# RAW DATA start

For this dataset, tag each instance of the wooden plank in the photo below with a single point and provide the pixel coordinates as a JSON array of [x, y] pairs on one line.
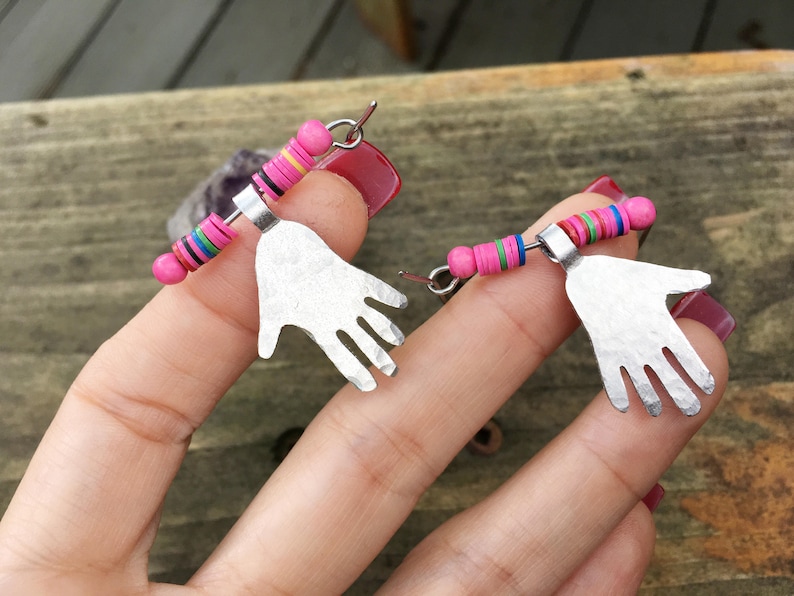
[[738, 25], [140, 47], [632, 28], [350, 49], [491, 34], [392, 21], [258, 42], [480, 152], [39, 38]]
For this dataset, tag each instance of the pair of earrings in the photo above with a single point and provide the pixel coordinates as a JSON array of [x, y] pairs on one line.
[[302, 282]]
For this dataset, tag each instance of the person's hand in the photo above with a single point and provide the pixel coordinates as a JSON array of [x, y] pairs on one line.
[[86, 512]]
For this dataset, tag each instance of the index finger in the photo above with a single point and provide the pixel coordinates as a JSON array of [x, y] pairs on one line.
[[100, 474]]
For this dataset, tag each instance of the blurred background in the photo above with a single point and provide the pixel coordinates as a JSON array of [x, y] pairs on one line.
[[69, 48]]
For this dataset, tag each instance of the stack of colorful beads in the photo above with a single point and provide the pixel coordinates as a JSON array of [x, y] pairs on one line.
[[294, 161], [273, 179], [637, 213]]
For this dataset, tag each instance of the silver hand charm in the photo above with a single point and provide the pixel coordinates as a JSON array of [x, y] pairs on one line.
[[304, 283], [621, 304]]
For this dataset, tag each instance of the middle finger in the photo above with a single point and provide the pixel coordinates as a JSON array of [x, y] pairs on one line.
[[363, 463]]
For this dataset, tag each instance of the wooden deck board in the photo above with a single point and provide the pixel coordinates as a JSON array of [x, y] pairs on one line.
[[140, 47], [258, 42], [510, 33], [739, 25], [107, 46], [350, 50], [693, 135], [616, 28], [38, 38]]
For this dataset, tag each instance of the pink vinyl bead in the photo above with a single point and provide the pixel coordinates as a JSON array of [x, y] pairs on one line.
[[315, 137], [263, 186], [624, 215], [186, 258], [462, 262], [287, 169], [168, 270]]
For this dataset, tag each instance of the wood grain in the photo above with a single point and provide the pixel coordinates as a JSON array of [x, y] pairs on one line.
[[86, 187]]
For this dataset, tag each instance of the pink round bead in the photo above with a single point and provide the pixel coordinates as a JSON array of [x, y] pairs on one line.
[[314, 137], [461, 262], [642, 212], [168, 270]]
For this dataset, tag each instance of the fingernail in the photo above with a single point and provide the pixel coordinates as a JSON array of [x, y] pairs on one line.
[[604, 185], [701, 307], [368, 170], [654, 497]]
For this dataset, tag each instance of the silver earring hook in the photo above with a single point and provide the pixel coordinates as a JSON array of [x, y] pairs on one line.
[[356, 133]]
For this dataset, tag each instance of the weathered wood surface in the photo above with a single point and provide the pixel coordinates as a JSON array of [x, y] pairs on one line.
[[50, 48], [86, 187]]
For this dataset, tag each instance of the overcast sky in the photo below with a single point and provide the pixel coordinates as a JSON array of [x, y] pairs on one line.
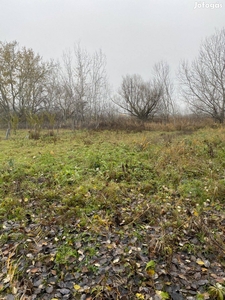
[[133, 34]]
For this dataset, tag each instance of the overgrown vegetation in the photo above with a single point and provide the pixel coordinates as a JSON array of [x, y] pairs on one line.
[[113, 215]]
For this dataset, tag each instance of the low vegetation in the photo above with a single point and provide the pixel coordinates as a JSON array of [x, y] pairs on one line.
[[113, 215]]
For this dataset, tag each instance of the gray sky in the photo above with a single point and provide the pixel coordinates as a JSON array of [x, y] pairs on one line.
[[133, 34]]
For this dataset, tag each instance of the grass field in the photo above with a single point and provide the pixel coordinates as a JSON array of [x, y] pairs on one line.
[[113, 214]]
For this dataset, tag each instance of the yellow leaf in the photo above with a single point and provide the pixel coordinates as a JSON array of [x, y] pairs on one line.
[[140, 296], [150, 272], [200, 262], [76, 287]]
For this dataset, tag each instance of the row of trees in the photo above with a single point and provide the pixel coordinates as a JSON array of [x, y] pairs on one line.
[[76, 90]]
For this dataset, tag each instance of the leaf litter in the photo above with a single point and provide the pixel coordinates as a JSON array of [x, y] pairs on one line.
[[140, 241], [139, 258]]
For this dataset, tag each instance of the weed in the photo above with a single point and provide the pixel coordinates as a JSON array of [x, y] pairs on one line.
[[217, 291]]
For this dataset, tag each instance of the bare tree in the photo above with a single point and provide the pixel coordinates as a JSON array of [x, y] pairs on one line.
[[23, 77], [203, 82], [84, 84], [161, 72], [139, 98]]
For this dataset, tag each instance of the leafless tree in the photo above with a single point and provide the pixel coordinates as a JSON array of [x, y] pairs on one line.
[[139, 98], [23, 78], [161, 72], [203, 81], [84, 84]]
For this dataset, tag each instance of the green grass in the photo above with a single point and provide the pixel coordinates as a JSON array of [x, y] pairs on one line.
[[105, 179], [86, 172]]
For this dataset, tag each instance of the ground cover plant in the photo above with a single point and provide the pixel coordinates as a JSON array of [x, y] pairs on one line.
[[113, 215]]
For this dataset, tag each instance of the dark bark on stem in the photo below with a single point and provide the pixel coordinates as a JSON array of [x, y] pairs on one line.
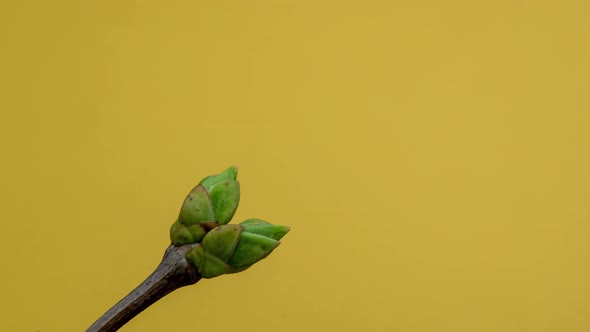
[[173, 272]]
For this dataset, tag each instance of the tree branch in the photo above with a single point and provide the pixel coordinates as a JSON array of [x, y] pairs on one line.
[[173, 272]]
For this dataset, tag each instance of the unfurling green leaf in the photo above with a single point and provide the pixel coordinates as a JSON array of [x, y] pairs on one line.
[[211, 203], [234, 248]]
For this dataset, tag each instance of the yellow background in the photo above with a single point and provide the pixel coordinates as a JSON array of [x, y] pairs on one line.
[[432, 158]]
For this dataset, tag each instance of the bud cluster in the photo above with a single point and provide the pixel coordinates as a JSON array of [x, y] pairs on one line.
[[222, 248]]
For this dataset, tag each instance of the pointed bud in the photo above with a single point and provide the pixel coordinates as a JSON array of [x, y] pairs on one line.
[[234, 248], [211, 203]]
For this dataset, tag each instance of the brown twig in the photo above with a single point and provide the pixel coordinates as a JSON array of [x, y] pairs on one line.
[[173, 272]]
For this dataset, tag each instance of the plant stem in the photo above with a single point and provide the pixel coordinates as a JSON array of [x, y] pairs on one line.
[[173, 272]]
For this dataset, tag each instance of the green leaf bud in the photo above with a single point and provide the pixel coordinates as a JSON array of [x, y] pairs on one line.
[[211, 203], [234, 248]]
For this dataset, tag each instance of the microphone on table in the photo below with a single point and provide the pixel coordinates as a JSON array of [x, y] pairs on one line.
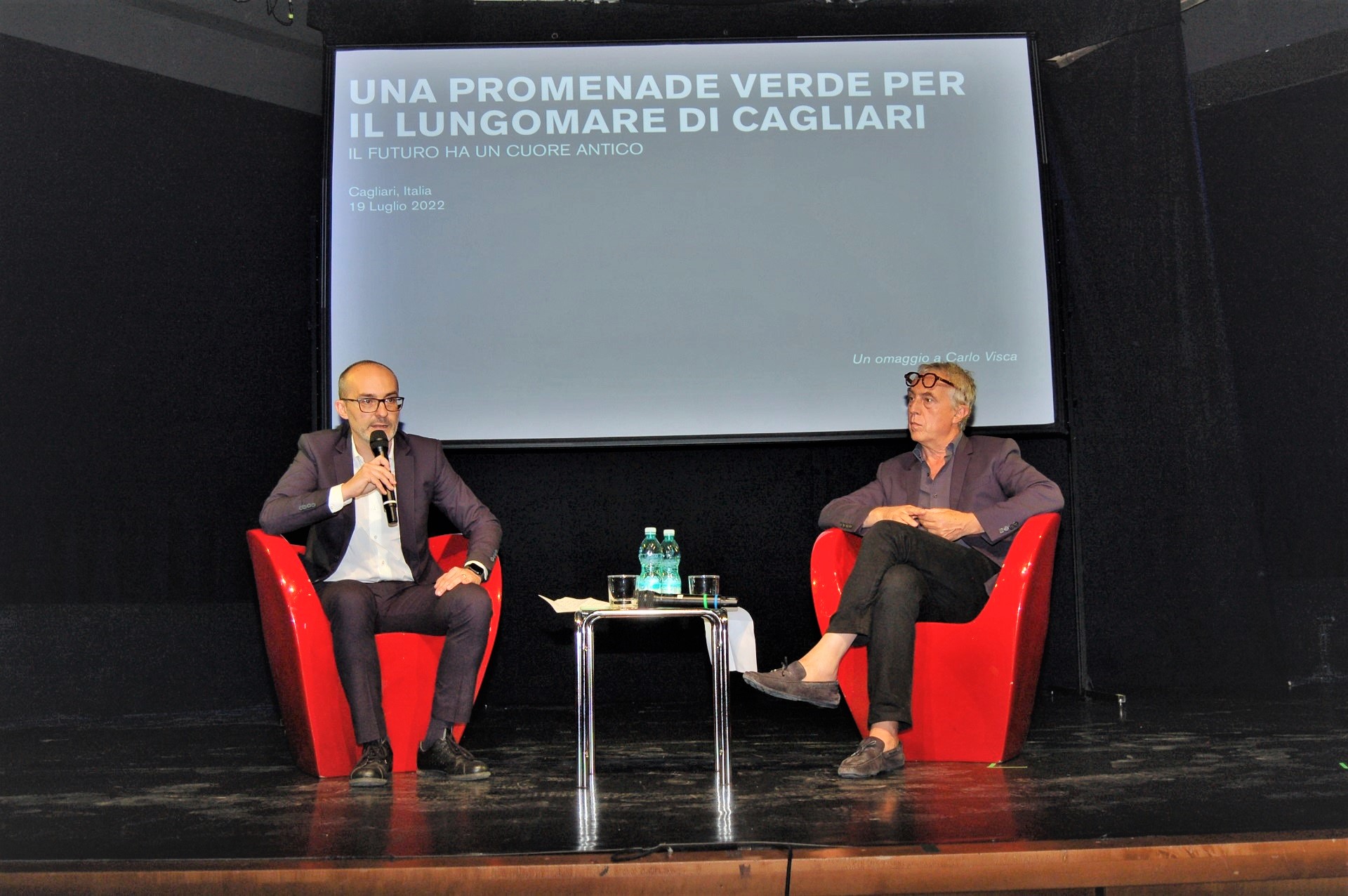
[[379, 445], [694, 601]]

# RAW DATA end
# RAW DATA start

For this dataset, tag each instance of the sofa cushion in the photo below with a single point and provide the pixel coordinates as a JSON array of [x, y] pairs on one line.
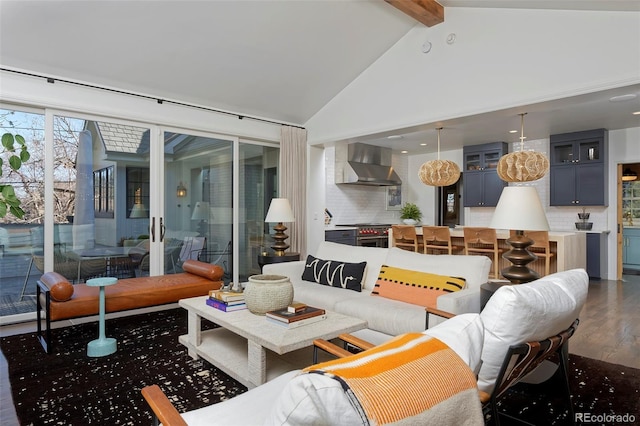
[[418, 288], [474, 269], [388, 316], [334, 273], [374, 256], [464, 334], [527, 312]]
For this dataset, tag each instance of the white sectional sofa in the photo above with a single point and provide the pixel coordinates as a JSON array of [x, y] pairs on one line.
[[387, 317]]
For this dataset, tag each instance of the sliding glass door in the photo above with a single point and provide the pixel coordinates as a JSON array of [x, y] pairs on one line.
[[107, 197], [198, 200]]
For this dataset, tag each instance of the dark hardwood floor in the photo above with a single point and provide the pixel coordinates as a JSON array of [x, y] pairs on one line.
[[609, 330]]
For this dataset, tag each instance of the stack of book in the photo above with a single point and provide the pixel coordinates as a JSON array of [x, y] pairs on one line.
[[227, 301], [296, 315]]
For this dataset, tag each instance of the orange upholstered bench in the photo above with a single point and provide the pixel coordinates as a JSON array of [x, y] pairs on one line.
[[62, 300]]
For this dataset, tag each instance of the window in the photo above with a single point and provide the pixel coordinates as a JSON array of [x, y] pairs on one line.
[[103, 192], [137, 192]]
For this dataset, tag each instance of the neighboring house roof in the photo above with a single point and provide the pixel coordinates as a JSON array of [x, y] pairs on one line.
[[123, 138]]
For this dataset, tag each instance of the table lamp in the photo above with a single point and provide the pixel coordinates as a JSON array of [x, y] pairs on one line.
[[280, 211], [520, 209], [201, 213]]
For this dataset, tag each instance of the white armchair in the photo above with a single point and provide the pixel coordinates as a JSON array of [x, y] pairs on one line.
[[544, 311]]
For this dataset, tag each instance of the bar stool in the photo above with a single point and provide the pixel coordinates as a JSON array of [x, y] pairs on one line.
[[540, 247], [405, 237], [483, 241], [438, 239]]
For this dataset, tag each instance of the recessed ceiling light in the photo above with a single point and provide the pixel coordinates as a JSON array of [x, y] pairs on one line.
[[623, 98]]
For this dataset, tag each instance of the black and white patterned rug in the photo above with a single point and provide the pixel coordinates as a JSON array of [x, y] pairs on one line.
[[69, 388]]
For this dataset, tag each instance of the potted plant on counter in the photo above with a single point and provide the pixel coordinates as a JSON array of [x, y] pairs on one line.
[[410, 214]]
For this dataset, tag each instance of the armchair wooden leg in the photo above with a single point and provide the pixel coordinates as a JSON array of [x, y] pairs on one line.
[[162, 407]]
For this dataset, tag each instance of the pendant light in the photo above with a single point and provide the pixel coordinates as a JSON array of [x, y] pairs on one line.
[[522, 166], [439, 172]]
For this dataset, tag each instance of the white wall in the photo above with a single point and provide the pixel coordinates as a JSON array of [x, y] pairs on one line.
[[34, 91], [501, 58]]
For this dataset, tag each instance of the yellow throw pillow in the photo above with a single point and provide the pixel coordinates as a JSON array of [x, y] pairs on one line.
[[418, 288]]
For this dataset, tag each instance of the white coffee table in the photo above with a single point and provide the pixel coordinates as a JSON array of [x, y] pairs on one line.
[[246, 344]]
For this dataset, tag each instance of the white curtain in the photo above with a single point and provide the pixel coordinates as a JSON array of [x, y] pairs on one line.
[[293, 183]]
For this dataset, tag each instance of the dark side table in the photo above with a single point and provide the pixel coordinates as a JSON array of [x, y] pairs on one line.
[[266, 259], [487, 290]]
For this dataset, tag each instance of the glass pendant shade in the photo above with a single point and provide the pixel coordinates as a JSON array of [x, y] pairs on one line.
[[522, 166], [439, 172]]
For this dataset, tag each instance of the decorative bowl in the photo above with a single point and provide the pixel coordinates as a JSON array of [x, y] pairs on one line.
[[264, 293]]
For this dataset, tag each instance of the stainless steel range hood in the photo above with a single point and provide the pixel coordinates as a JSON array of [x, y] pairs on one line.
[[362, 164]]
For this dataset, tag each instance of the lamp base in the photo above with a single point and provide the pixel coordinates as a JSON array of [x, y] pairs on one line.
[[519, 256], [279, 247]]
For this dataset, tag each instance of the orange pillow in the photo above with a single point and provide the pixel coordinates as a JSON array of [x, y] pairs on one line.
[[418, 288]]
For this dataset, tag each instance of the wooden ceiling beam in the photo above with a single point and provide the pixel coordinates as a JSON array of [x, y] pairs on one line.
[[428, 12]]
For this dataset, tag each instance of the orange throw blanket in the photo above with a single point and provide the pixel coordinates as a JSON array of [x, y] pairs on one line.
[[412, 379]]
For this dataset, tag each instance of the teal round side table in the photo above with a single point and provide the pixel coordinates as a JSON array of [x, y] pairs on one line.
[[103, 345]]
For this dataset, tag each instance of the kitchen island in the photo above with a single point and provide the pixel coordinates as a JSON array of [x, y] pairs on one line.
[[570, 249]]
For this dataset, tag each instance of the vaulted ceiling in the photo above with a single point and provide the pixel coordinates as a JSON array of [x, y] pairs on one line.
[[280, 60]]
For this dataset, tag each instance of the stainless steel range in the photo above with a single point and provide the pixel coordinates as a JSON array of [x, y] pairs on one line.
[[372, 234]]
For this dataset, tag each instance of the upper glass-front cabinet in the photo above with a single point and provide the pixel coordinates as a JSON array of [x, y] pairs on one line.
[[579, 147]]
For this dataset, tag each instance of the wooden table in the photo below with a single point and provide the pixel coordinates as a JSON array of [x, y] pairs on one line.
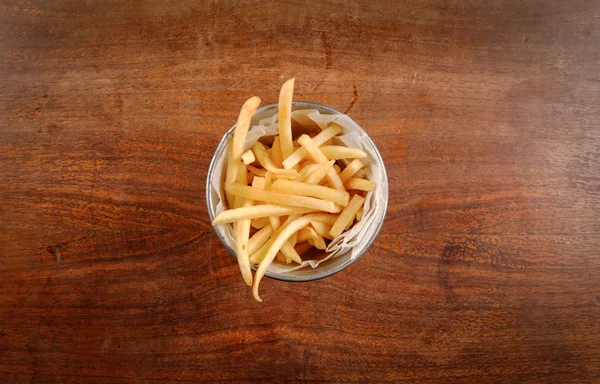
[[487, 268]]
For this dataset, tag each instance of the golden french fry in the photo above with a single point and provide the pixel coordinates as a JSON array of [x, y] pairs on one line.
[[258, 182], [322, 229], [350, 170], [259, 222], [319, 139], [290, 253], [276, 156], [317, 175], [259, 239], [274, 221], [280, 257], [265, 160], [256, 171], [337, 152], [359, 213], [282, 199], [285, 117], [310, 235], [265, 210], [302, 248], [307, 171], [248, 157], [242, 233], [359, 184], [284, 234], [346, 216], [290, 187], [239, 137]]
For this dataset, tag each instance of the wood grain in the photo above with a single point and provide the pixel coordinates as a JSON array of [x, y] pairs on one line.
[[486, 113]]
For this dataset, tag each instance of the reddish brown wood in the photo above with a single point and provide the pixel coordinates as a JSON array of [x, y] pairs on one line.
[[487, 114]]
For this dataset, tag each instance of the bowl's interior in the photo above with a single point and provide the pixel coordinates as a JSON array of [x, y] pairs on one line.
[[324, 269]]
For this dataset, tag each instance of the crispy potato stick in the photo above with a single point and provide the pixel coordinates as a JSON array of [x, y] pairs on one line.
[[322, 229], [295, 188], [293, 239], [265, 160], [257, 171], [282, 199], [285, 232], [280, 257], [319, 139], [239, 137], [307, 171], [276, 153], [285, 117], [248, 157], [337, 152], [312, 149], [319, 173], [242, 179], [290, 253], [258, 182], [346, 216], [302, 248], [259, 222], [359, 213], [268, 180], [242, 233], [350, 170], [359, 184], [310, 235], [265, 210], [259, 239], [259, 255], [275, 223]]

# RAW DATA end
# RAW DATA start

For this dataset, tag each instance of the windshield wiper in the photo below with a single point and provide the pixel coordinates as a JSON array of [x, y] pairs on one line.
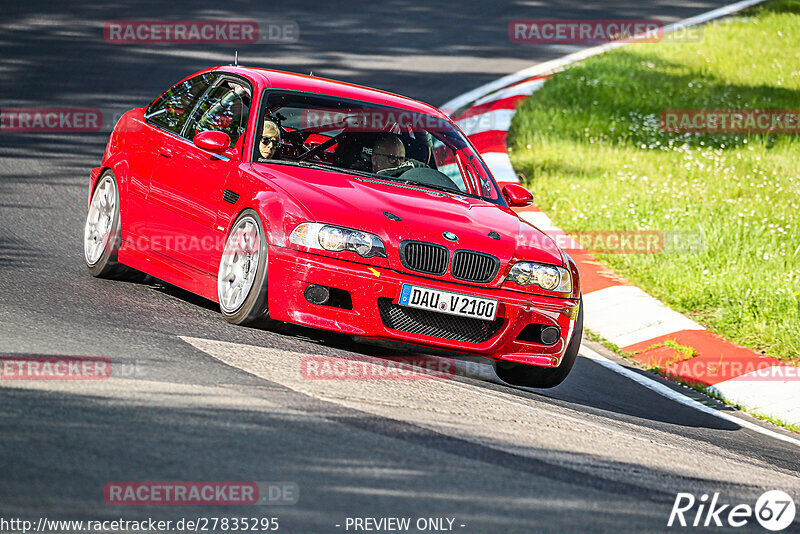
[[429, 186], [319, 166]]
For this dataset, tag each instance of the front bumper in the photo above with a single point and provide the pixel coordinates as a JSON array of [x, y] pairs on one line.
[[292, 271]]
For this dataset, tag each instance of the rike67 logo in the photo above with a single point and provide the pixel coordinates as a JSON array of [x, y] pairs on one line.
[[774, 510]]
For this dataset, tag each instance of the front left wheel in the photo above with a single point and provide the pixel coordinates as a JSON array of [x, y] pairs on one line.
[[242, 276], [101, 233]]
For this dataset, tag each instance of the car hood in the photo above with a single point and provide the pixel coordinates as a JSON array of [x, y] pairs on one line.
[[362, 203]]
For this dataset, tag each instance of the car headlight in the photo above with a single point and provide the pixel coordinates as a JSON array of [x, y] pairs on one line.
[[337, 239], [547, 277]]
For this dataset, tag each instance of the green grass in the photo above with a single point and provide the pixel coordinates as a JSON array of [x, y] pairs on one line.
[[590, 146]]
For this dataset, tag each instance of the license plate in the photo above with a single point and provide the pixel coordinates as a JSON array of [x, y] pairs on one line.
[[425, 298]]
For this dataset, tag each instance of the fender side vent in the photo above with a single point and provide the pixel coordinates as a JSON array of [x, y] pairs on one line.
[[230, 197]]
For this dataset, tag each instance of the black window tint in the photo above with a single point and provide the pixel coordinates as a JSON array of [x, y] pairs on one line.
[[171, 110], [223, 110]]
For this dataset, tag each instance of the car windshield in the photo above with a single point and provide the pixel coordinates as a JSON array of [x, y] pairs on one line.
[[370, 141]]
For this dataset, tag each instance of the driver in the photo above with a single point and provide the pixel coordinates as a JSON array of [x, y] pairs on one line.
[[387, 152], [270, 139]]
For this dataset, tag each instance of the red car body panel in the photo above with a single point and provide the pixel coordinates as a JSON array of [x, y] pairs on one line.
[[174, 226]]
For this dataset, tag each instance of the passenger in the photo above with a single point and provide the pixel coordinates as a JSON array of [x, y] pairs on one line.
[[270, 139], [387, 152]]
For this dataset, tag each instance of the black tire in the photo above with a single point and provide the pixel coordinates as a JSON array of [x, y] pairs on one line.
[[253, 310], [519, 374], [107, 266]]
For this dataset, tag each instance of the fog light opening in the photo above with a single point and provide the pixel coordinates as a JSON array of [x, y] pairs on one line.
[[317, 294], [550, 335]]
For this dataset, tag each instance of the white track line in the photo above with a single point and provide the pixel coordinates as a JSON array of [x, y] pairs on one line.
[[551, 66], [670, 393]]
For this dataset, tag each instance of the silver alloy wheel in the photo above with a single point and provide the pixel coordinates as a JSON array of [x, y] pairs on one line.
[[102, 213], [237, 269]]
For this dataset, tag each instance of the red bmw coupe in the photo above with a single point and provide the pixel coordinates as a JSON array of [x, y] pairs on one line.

# RAW DATA end

Please count the lines of the records above that contain the word "green", treating uppercase and lowercase as different. Give only the number.

4